LISTED RECORDS =

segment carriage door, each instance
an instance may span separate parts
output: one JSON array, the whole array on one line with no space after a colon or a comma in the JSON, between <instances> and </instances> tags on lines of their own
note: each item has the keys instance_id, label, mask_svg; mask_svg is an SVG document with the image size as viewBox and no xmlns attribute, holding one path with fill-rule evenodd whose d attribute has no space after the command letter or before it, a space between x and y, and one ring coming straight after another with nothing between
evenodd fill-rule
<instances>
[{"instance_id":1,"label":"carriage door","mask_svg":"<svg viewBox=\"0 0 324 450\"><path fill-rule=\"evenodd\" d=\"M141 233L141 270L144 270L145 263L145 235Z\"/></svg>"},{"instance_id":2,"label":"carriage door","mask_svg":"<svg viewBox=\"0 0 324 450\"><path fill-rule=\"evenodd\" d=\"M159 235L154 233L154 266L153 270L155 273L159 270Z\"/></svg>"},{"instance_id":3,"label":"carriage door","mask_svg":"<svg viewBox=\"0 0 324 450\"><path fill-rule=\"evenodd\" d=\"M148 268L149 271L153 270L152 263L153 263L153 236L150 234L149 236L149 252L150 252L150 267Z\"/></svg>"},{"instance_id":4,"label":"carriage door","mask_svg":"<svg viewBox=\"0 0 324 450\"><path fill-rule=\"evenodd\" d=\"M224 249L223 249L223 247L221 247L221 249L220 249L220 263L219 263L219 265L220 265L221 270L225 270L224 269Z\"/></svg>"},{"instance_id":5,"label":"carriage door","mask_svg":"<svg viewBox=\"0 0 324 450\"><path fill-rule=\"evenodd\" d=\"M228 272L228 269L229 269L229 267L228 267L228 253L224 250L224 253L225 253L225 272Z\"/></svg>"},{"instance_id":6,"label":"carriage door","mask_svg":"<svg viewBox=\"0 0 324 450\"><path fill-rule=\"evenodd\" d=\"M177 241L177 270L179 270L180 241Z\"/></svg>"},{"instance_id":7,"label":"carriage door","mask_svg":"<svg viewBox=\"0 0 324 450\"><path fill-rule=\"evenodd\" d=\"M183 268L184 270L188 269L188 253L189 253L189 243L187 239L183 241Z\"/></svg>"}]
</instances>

WORK TO COMPLETE = Each line above is to be reproduced exactly. Leave none out.

RESPONSE TO THE EXERCISE =
segment carriage door, each instance
an instance may span separate parts
output: one JSON array, the whole array on one line with no space after a colon or a comma in the JSON, between <instances> and </instances> tags on lines of their own
note: each item has the keys instance_id, label, mask_svg; mask_svg is an SVG document with the image size as viewBox and no xmlns attribute, holding one path with fill-rule evenodd whose d attribute has no space after the command letter or before it, a space between x and y, and one ring coming straight after another with nothing between
evenodd fill-rule
<instances>
[{"instance_id":1,"label":"carriage door","mask_svg":"<svg viewBox=\"0 0 324 450\"><path fill-rule=\"evenodd\" d=\"M141 233L141 270L144 270L145 263L145 235Z\"/></svg>"},{"instance_id":2,"label":"carriage door","mask_svg":"<svg viewBox=\"0 0 324 450\"><path fill-rule=\"evenodd\" d=\"M159 235L154 233L154 266L153 270L155 273L159 270Z\"/></svg>"},{"instance_id":3,"label":"carriage door","mask_svg":"<svg viewBox=\"0 0 324 450\"><path fill-rule=\"evenodd\" d=\"M148 268L149 271L153 270L152 263L153 263L153 236L150 234L149 236L149 252L150 252L150 267Z\"/></svg>"},{"instance_id":4,"label":"carriage door","mask_svg":"<svg viewBox=\"0 0 324 450\"><path fill-rule=\"evenodd\" d=\"M224 249L223 249L223 247L221 247L221 249L220 249L220 263L219 263L219 265L220 265L221 270L225 270L224 269Z\"/></svg>"},{"instance_id":5,"label":"carriage door","mask_svg":"<svg viewBox=\"0 0 324 450\"><path fill-rule=\"evenodd\" d=\"M228 272L228 269L229 269L229 267L228 267L228 253L224 250L224 253L225 253L225 272Z\"/></svg>"},{"instance_id":6,"label":"carriage door","mask_svg":"<svg viewBox=\"0 0 324 450\"><path fill-rule=\"evenodd\" d=\"M177 241L177 270L179 270L180 241Z\"/></svg>"},{"instance_id":7,"label":"carriage door","mask_svg":"<svg viewBox=\"0 0 324 450\"><path fill-rule=\"evenodd\" d=\"M183 268L184 270L188 269L188 253L189 253L189 243L187 239L183 241Z\"/></svg>"}]
</instances>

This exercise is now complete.